» What is being asked
List every line from the records below that contains the string "grass". Letter case counts.

[start]

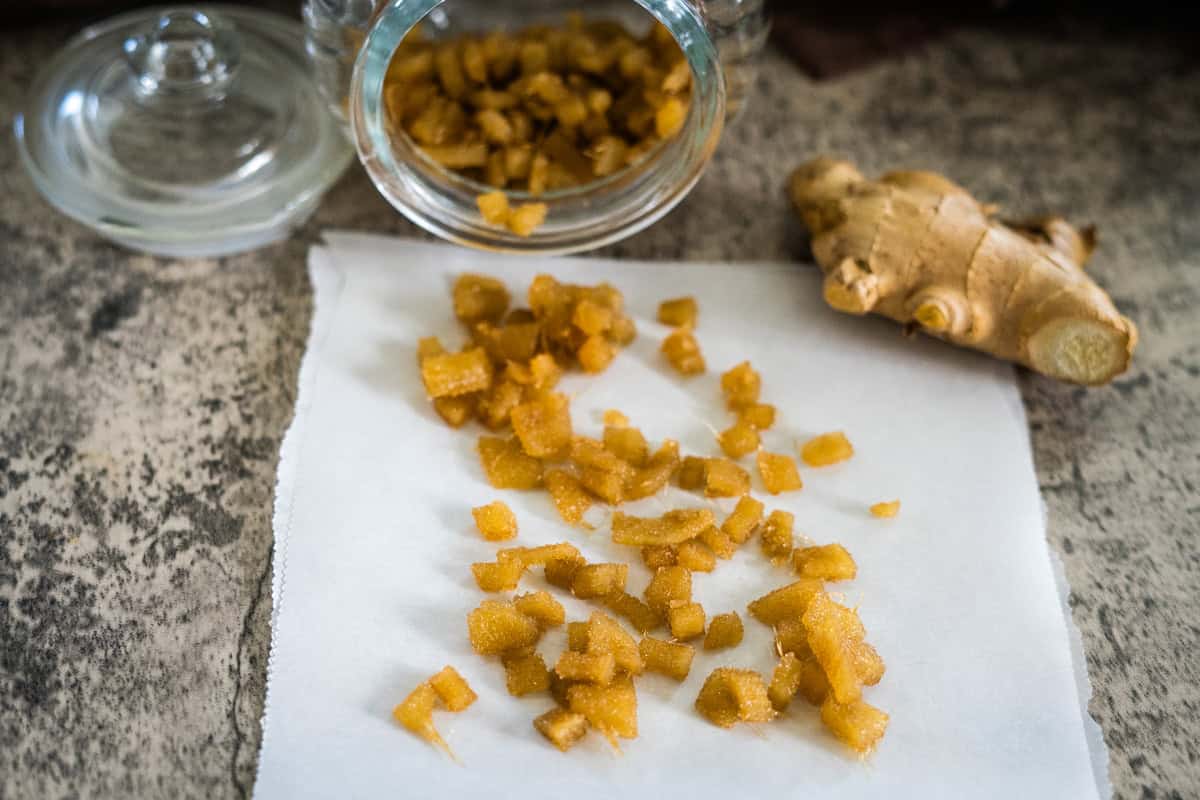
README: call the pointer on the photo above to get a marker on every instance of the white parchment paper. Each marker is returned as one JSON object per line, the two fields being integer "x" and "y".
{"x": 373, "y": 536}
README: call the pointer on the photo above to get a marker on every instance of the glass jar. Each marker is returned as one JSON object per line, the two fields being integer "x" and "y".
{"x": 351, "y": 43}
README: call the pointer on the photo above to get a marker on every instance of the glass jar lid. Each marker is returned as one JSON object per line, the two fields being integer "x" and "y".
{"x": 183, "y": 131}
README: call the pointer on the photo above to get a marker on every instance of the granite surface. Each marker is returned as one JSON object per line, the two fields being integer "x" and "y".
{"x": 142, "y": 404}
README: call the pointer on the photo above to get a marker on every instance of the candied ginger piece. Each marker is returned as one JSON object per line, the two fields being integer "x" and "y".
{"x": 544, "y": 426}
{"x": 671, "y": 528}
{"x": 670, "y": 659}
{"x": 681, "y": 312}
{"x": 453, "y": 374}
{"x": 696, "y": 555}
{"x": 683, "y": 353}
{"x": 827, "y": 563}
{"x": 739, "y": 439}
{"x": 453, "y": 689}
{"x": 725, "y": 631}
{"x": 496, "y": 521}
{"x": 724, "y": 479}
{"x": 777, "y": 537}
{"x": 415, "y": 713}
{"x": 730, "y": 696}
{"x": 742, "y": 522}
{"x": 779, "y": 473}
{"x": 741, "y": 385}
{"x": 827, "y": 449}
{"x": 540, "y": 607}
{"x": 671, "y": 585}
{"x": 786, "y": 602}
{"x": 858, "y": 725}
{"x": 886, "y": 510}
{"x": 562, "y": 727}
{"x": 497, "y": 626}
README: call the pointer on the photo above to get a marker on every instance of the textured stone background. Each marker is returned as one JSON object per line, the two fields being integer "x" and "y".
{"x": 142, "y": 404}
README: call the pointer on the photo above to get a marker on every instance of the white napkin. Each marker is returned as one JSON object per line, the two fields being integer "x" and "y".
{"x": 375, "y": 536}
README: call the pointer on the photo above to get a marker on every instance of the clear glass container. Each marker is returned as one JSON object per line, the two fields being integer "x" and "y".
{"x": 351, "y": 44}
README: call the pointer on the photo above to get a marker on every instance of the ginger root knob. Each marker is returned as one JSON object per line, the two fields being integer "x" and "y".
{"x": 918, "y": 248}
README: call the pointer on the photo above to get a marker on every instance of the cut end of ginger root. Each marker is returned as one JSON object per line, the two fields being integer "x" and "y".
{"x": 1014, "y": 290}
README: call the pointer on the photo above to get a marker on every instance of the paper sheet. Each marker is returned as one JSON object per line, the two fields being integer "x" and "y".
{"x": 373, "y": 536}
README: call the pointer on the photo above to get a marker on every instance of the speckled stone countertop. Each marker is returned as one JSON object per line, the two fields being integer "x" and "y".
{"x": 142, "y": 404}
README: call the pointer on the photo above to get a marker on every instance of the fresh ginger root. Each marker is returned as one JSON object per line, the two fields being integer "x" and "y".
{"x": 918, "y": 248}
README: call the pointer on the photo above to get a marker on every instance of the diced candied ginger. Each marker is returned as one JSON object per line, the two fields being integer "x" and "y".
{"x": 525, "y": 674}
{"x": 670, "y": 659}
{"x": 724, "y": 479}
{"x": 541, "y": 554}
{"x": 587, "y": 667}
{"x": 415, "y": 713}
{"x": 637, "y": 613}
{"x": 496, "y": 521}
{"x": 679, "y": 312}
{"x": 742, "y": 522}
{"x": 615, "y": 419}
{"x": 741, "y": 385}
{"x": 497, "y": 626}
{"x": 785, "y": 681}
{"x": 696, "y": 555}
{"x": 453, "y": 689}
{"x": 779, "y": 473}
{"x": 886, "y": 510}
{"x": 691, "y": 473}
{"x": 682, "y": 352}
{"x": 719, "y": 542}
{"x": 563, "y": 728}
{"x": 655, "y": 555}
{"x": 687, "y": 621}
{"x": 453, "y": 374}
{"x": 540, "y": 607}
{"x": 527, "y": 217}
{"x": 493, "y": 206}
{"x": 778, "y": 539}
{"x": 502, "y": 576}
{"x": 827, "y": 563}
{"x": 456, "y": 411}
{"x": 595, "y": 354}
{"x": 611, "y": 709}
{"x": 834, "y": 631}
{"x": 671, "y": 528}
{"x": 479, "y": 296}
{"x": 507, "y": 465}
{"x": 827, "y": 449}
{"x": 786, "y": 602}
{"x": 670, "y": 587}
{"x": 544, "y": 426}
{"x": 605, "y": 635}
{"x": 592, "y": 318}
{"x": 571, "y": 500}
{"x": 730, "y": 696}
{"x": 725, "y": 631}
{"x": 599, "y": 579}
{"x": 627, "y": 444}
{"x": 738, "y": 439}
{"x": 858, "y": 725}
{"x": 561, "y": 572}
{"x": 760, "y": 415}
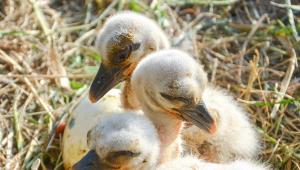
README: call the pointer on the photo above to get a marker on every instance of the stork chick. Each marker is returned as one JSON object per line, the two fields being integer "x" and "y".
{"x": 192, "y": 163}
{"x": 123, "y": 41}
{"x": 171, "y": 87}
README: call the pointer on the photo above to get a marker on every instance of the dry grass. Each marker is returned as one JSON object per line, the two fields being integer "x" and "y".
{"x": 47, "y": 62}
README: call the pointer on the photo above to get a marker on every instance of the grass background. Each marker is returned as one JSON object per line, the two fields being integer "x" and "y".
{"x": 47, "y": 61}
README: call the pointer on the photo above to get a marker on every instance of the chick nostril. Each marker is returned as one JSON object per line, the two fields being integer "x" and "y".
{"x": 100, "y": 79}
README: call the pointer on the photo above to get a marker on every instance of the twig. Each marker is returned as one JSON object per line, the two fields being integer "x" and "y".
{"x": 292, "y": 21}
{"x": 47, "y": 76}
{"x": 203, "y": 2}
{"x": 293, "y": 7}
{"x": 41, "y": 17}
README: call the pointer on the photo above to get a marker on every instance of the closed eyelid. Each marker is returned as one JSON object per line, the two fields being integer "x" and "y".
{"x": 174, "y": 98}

[end]
[start]

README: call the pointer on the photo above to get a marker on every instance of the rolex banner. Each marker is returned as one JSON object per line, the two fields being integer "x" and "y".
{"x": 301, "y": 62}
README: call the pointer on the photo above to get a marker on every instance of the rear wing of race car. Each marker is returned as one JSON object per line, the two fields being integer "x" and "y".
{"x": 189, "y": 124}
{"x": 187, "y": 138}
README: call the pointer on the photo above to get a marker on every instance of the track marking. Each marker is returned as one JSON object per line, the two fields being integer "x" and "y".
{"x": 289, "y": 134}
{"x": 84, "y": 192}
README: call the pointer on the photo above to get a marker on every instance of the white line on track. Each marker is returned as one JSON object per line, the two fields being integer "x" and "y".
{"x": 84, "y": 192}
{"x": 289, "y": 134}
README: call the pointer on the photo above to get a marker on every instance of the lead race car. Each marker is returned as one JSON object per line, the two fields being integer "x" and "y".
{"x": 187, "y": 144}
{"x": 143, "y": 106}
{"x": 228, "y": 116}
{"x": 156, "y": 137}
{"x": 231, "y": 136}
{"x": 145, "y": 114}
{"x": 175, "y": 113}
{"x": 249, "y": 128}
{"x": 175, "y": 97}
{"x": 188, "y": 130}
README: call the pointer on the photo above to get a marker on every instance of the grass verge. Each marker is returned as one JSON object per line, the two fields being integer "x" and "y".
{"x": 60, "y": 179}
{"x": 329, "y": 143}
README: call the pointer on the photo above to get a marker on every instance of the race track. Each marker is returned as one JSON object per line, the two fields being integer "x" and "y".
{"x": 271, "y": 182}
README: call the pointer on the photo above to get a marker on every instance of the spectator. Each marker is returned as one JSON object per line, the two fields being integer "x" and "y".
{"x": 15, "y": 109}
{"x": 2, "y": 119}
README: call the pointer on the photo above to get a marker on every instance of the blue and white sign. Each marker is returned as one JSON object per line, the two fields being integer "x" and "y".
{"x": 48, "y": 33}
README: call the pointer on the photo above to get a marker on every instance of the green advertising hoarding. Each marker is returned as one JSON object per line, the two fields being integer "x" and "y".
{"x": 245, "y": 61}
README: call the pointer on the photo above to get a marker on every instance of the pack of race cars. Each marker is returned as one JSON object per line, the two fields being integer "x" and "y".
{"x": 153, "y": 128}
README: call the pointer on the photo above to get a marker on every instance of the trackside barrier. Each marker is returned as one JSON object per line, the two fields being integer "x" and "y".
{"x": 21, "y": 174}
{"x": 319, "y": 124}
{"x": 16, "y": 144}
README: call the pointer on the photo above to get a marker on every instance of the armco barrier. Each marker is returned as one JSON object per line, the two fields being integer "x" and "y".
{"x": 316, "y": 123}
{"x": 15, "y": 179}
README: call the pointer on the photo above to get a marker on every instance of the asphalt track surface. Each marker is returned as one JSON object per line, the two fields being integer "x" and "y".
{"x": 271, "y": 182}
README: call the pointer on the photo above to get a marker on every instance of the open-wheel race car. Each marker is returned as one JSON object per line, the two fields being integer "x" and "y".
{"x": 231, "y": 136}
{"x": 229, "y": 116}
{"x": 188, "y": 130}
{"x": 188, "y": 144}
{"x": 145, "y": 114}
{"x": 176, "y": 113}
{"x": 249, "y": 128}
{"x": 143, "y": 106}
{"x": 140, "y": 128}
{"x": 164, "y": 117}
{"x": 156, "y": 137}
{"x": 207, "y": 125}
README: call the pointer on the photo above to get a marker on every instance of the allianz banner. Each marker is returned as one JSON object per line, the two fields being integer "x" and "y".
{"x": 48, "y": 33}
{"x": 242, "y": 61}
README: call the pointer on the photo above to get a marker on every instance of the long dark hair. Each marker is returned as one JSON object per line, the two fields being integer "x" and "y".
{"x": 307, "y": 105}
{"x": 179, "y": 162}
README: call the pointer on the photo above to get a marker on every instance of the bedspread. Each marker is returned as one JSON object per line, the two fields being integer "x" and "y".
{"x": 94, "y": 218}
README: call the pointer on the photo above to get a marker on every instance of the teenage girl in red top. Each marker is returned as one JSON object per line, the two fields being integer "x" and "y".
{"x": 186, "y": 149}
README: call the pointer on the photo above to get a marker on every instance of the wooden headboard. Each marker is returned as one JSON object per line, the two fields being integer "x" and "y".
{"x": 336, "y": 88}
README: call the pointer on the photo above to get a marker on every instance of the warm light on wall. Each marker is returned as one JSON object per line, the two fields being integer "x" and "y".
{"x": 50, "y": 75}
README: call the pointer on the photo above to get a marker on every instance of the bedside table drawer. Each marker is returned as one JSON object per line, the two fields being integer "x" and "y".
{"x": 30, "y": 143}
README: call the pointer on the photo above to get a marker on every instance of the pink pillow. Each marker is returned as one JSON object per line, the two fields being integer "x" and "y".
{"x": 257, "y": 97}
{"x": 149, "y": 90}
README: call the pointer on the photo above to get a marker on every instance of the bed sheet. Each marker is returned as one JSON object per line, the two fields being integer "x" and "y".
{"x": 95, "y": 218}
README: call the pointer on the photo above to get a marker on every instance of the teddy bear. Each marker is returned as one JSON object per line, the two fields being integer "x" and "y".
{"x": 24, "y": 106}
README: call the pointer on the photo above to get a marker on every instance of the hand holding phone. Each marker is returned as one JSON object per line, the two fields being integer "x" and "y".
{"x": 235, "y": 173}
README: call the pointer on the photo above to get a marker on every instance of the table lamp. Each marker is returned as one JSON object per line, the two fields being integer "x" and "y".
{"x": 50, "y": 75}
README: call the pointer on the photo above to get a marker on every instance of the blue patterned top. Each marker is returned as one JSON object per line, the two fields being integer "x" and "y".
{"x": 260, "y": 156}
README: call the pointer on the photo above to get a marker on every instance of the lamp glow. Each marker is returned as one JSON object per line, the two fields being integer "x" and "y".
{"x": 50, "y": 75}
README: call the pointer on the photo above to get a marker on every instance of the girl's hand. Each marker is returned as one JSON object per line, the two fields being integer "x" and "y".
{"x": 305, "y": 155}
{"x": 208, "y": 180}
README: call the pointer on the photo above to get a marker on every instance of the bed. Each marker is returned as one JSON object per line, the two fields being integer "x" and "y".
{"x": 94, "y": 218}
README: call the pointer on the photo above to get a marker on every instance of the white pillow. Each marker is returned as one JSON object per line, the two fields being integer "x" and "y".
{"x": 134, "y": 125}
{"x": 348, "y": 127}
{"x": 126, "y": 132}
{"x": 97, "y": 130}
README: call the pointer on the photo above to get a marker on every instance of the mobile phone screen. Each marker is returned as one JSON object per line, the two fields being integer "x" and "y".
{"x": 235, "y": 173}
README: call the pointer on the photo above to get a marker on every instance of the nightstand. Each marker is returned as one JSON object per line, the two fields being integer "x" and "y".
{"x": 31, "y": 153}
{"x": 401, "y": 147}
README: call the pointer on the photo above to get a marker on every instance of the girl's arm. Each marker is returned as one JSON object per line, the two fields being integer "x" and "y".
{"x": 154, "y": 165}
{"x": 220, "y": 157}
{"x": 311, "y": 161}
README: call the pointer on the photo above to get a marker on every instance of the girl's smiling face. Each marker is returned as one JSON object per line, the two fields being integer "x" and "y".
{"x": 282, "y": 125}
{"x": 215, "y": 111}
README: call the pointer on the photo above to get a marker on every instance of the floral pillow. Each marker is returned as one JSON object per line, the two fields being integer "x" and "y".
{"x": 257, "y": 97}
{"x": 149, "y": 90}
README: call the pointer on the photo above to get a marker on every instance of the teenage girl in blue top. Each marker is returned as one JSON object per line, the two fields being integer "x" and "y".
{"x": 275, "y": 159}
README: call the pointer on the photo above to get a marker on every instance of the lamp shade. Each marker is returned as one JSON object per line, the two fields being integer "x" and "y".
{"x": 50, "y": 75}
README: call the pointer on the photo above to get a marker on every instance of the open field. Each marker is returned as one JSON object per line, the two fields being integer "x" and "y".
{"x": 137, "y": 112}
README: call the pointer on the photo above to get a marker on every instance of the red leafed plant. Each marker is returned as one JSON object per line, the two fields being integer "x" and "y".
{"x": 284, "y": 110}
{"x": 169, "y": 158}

[end]

» Written solution
README: call the pointer on the photo above to get a marker on every instance of the dry grass. Each marker is returned as one JSON object per line, the two fields being integer "x" and "y".
README: call the pointer on the photo above to get a marker on every instance of the grass background. Each marker is returned as one JSON object per line, the two fields being integer "x" and "y".
README: call the pointer on the photo above to get a marker on every instance of the grass verge. Each marker is returned as one JSON object per line, the two fields being integer "x" and "y".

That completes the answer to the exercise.